**Passage:**

◇ ◇ ◇

Matt Cardle - 'When We Collide'
Nothing gets in the way of the X Factor. As a TV event that becomes a real-life EVENT event, the show continues to be an unstoppable force which will either squash or absorb everything in its path.
It's like a jelly juggernaut with a blue whale on top, rolling down a steep hill in a paper town, with no brakes and a push at the top from Brian Blessed. Raise a hand in protest, it'll just roll over you. Try and ignore it, and you'll end up with flattened feet. Jump on board, and you become part of its rolling mass, making it faster and heavier than ever before.
Oh sure, it leaves a trail of squashed and bewildered people in its wake. All of whom thought they knew what they were doing when they hitched a ride, and none of whom are quite sure what happened to make them lose their grip so quickly, but there are always more passengers to pick up, more customers to hoick in.

◇ ◇ ◇

**Given instruction 1:**
Please reproduce the stretch of the X Factor review from "It's like a" through "than ever before.".
**Given instruction 2:**
In the X Factor review, who gives the imagined juggernaut a push at the top of the hill?

**Dataset extract:**

◇ ◇ ◇

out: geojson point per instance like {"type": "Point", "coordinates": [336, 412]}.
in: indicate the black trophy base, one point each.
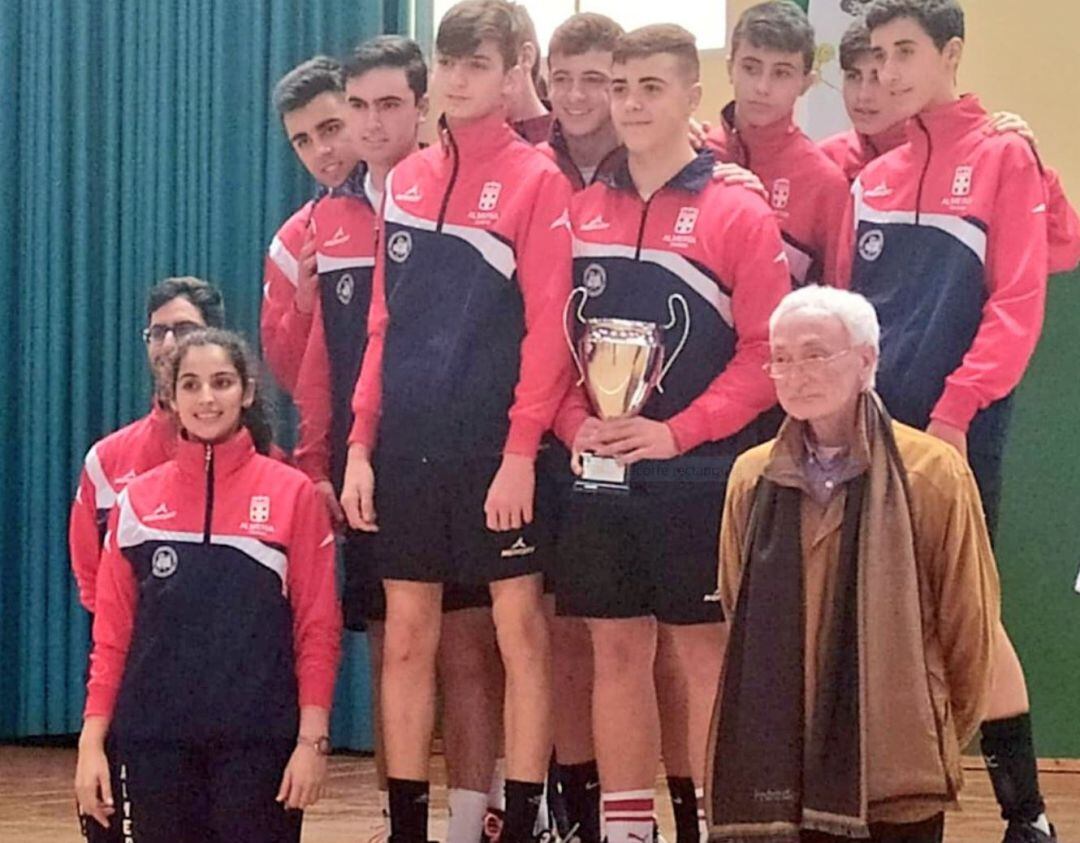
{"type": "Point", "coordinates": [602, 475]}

◇ ◇ ◇

**Complete response 1:**
It's like a jelly juggernaut with a blue whale on top, rolling down a steep hill in a paper town, with no brakes and a push at the top from Brian Blessed. Raise a hand in protest, it'll just roll over you. Try and ignore it, and you'll end up with flattened feet. Jump on board, and you become part of its rolling mass, making it faster and heavier than ever before.

**Complete response 2:**
Brian Blessed